• **What you will do**
Which lines in the records contain the word "vanity"? Identify each of them and copy it in full.

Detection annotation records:

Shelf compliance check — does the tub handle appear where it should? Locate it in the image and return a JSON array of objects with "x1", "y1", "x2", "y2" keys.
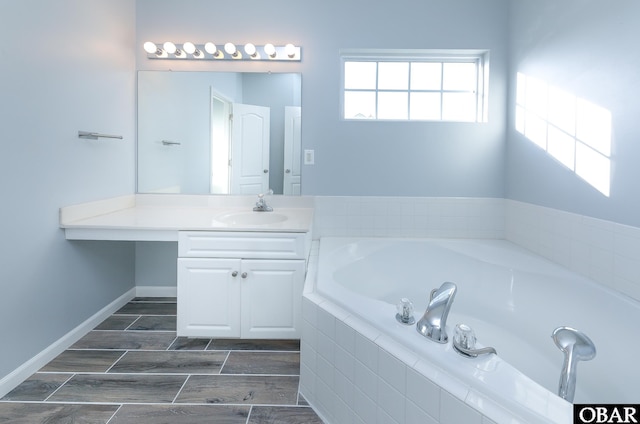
[{"x1": 453, "y1": 342, "x2": 498, "y2": 358}]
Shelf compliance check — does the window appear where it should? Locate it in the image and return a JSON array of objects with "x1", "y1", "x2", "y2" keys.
[
  {"x1": 341, "y1": 50, "x2": 488, "y2": 122},
  {"x1": 515, "y1": 73, "x2": 611, "y2": 196}
]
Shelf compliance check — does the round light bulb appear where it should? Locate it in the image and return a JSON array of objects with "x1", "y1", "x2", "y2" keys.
[
  {"x1": 162, "y1": 41, "x2": 178, "y2": 54},
  {"x1": 182, "y1": 41, "x2": 197, "y2": 54},
  {"x1": 284, "y1": 44, "x2": 296, "y2": 57},
  {"x1": 244, "y1": 43, "x2": 256, "y2": 57},
  {"x1": 224, "y1": 43, "x2": 237, "y2": 56},
  {"x1": 143, "y1": 41, "x2": 159, "y2": 54},
  {"x1": 264, "y1": 43, "x2": 276, "y2": 57},
  {"x1": 204, "y1": 42, "x2": 218, "y2": 55}
]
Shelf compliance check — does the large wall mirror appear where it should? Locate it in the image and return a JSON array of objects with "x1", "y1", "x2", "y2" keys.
[{"x1": 137, "y1": 71, "x2": 302, "y2": 195}]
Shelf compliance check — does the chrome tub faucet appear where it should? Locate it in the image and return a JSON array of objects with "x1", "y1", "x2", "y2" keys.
[
  {"x1": 416, "y1": 282, "x2": 457, "y2": 343},
  {"x1": 253, "y1": 189, "x2": 273, "y2": 212}
]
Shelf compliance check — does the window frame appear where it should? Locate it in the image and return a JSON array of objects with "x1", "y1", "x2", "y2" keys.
[{"x1": 339, "y1": 49, "x2": 489, "y2": 124}]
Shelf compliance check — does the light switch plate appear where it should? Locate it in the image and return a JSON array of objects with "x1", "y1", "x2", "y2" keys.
[{"x1": 304, "y1": 149, "x2": 316, "y2": 165}]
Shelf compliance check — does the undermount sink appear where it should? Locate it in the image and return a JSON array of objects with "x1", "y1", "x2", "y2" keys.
[{"x1": 216, "y1": 211, "x2": 287, "y2": 225}]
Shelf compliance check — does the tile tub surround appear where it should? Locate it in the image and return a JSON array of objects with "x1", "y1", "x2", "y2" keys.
[
  {"x1": 313, "y1": 196, "x2": 640, "y2": 300},
  {"x1": 300, "y1": 242, "x2": 536, "y2": 424},
  {"x1": 0, "y1": 298, "x2": 321, "y2": 424}
]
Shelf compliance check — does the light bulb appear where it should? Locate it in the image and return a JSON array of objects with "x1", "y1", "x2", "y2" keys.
[
  {"x1": 182, "y1": 41, "x2": 197, "y2": 54},
  {"x1": 284, "y1": 44, "x2": 296, "y2": 58},
  {"x1": 244, "y1": 43, "x2": 256, "y2": 57},
  {"x1": 143, "y1": 41, "x2": 162, "y2": 55},
  {"x1": 224, "y1": 43, "x2": 238, "y2": 57},
  {"x1": 204, "y1": 42, "x2": 218, "y2": 56},
  {"x1": 264, "y1": 43, "x2": 276, "y2": 58},
  {"x1": 162, "y1": 41, "x2": 178, "y2": 54}
]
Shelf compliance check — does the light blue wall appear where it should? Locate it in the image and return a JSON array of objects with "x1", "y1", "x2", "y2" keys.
[
  {"x1": 506, "y1": 0, "x2": 640, "y2": 226},
  {"x1": 0, "y1": 0, "x2": 135, "y2": 379},
  {"x1": 136, "y1": 0, "x2": 508, "y2": 197}
]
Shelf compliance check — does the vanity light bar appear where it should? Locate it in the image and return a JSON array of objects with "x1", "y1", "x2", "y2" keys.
[{"x1": 144, "y1": 41, "x2": 301, "y2": 62}]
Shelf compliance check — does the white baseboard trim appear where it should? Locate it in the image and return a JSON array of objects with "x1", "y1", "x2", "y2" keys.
[
  {"x1": 0, "y1": 288, "x2": 136, "y2": 398},
  {"x1": 136, "y1": 286, "x2": 178, "y2": 297}
]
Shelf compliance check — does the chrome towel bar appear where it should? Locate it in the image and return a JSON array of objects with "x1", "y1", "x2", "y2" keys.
[{"x1": 78, "y1": 131, "x2": 122, "y2": 140}]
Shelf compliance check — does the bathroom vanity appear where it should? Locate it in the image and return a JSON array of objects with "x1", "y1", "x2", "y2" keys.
[{"x1": 60, "y1": 195, "x2": 313, "y2": 339}]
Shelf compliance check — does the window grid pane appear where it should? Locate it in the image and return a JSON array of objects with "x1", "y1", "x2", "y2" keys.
[{"x1": 343, "y1": 53, "x2": 483, "y2": 122}]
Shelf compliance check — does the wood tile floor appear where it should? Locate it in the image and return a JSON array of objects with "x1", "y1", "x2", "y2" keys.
[{"x1": 0, "y1": 298, "x2": 322, "y2": 424}]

• **Response for this exercise**
Shelf compliance check — does the vanity light bar appear where it should? Locate it in the image and return a JSON array of objects with "x1", "y1", "x2", "y2" keys.
Shelf compliance check — does the bathroom vanity appear where it should? Locate it in the image and return a JSON array of objects with "x1", "y1", "x2", "y2" keys.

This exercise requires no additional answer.